- Passage given -

=====

Hi,
Tom Lane wrote:
Gary Cowell <gary_cowell@yahoo.co.uk> writes:
-> Sort (cost=117865.77..119220.13 rows=541741
width=132) (actual time=63623.417..66127.641
rows=541741 loops=1)
This is clearly where the time is going.
sort_mem = 16384
Probably not enough for this problem. The estimated data size is
upwards of 60 meg (132 bytes * half a mil rows); allowing for per-row
overhead I suspect that you'd need sort_mem approaching 100 meg for
a fully-in-memory sort. (Also I'd take the width=132 with a *big*
grain of salt, unless you have reason to know that it's accurate.)
The on-disk sorting algorithm that we use is designed to favor minimum
disk space consumption over speed. It has a fairly nonrandom access
pattern that can be pretty slow if your disks don't have good seek-time
specs.
I don't know whether Oracle's performance advantage is because they're
not swapping the sort to disk at all, or because they use a different
on-disk sort method with a more sequential access pattern.
[... thinks for awhile ...] It seems possible that they may use sort
code that knows it is performing a DISTINCT operation and discards
duplicates on sight. Given that there are only 534 distinct values,
the sort would easily stay in memory if that were happening.

=====

- Dataset content -
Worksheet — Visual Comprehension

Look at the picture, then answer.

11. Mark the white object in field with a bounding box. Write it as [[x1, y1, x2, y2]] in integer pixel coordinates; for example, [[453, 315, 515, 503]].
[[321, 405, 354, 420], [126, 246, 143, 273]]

=====

- To do -
1: Answer these from the forum post on sort memory, one answer per line, labeled (a), (b), (c):
(a) What value is given for sort_mem?
(b) How many distinct values does the post say there are?
(c) What does the on-disk sorting algorithm favor over speed?
2: Extend the forum post on sort memory with a few more sentences, starting right after its final sentence.

- The answers -
1:
(a) 16384
(b) 534
(c) Minimum disk space consumption

2:
It would be interesting to compare Oracle and PG times for a straight
sort of half a million rows, without the DISTINCT part; that would
give us a clue whether they simply have much better sort technology,
or whether they have a special optimization for sort+unique.
I was tested this situation and found that oracle is working also in this case much faster (in some cases x10 ) compared to pg.
Also by in memory sort oracle is faster but the diferenc is not so big.
So I have oracle 8 and oracle 10 (also pg - it is my primary platform) installed and can run some tests.
I am ready to help in this direction or if you can send any example I will run it and post the result .
regards,
ivan.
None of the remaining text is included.